◆ **REQUIRED TASKS**:
a – List every mountain or mountain range named in the comment thread below about launching rockets from mountains.
b – The comment thread below about launching rockets from mountains says one South American mountain is the best place. Explain why, according to the thread.
c – Add the next comment to the thread below about launching rockets from mountains, following on from its final remark.

EXERCISE PASSAGE section start

Wrongfellow, Dec 24 2010

       "How did you get the rocket to the launch pad?" asked the enthusiastic reporter, still wet behind the ears.
"Rocket," answered the scientist as he turned and walked off into the snow.
st3f, Dec 24 2010

       How about launching them from the exact centre of the earth where there is no gravity? - or is there?
xenzag, Dec 24 2010

       How about space elevator on mount everest? any better?
mofosyne, Dec 24 2010

       How about Lunch rockets instead of "Lauch" rockets?
xenzag, Dec 24 2010

       Kilimanjaro or the Ecuadorian Andes.
nineteenthly, Dec 24 2010

       The best place is actually a mountain in South America the peak of which is 2km further from the centre of the earth than that of Everest. It is also considerably closer to the equator.   

       Anyway, this and variations have been suggested before.   

       My favourite method would be a track that gets the rocket up to a decent speed before ignition shortly before the summit.   

       However, it's still inferior to taking it up to altitude by plane.
marklar, Dec 24 2010

       [21], that is exactly what struck me about the title of this one. There is a difference between launching rockets ON and launching them FROM... isn't there? [ ]
Grogster, Dec 24 2010

       don't forget the rotation of the earth, which helps fling rockets into space, that's why nasa launches from florida, it takes less fuel than launching from russia.

EXERCISE PASSAGE section end
RECORD EXTRACTS section start

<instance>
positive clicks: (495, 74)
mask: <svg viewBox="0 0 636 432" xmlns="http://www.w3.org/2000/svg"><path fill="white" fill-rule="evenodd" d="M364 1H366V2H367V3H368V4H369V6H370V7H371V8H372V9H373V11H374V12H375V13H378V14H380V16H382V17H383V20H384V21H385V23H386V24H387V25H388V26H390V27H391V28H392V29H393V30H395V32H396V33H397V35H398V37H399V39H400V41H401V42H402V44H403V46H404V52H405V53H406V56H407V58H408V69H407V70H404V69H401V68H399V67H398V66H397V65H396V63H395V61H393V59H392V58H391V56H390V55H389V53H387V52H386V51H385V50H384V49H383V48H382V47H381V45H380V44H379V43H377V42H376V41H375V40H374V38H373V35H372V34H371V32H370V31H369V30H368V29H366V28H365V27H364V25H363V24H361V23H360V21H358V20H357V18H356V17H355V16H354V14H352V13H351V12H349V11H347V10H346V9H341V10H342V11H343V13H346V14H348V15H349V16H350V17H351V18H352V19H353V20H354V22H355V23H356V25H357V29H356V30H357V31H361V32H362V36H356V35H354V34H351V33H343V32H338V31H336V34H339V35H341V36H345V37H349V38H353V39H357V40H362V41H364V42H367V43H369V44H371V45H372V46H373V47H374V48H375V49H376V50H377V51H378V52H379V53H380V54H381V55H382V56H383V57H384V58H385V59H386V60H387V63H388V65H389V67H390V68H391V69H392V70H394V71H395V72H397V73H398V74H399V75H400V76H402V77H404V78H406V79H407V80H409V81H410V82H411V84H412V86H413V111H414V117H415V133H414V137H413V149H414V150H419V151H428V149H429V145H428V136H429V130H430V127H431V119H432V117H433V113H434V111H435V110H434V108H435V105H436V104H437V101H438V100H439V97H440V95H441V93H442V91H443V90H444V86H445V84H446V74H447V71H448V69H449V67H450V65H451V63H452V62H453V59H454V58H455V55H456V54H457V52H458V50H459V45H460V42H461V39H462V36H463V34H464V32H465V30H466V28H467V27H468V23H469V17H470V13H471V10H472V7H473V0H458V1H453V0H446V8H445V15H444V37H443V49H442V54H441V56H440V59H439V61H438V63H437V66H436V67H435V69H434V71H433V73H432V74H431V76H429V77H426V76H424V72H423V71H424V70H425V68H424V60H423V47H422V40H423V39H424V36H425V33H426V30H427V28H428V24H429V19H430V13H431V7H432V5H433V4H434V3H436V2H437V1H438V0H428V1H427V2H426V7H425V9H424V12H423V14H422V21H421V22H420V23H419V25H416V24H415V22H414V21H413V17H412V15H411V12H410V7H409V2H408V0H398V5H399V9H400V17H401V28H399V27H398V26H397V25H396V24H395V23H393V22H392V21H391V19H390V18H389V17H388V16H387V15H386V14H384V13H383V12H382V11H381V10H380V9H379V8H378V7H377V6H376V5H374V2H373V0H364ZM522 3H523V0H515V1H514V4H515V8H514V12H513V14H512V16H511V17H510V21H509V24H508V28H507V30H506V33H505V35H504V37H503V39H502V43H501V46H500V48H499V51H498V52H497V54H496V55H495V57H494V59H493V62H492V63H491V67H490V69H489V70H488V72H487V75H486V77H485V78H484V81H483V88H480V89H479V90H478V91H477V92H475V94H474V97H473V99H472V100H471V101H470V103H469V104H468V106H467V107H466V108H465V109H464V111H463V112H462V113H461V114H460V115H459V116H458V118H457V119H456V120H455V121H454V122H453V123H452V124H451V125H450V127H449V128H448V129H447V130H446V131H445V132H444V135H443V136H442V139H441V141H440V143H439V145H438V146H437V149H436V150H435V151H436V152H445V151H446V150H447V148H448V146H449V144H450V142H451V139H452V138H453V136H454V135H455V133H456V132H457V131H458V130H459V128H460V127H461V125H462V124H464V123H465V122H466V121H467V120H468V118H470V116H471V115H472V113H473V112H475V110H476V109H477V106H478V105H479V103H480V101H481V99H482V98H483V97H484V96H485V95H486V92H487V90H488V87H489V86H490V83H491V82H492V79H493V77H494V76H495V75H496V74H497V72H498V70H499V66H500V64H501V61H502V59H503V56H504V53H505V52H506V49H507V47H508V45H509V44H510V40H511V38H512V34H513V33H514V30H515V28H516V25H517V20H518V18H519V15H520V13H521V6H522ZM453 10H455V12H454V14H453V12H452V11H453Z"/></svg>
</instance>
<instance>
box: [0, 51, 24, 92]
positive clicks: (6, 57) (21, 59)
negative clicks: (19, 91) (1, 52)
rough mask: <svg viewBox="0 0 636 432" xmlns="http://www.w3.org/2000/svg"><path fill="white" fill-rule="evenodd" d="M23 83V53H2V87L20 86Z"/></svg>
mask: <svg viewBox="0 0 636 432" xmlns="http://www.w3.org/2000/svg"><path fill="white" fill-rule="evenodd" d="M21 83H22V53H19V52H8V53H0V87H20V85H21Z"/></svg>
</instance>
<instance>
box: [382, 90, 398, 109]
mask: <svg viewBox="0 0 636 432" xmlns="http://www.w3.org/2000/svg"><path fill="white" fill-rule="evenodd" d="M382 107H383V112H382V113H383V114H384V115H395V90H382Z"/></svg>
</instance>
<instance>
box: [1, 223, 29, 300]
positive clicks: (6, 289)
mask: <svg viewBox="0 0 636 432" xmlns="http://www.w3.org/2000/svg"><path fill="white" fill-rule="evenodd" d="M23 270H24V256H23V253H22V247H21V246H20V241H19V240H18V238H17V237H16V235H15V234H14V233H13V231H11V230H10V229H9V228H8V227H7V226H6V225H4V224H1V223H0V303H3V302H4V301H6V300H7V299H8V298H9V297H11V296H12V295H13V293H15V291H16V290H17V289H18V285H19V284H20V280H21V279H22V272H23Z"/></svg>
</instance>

RECORD EXTRACTS section end

◆ **ANSWERS TO THE TASKS**:
a – Mount Everest, Kilimanjaro, the Ecuadorian Andes

b – Its peak is 2 km farther from the center of the earth than the peak of Everest. It is also considerably closer to the equator.

c –
metarinka, Dec 24 2010

       Problem is getting it up there. Launching from the top of Everest would shave a minute or two off your flight time to orbit so you have to look at whether or not it's easier to haul a rocket launch facility to the highest point on earth or just put a few more gallons of fuel or some extra solid rocket boosters on board to do the same job.   

       So is it worth all that trouble to shave a few percentage points off your distance to orbit? Probably not.   

       As marklar says, an air breating "first stage" in the form of an aircraft is probably the way to go if you want to save some bucks. Spaceship One used that method (although it's non-orbital) and the Pegasus system works real good. Then of course you need a pretty big plane to carry a million pound rocket into the upper atmosphere. The Antonov for instance would do it, but then you've got to build the thing structurally to be able to fly horizontally in or under the plane until launch and it's got to not fall apart when you drop it. Vertical launched rockets don't need to put too much structure into standing up to lateral loads because the stages are pretty much balanced one on top of another. When they launch, the air pressure pushes the top stages against the lower holding the whole thing together.   

       Point is, there's give and take with every option and when you balance it all out, just building a big enough rocket to be launched from someplace convienient usually turns out the be the way to go.   

       //How about launching them from the exact centre of the earth where there is no gravity? - or is there?//   

       Couple of problems with that, aside from the 5,000 degree temperature is that once you fly up to the Earth's surface the rocket's weight would progressively increase negating any benefit. But yes, if you dug a whole to the center of the earth, figured out a structure strong enough to hold it open against the 4,000 tons per cm or so of pressure, at the beginning of your flight the rocket would just be floating "weightless" in the middle of the Earth.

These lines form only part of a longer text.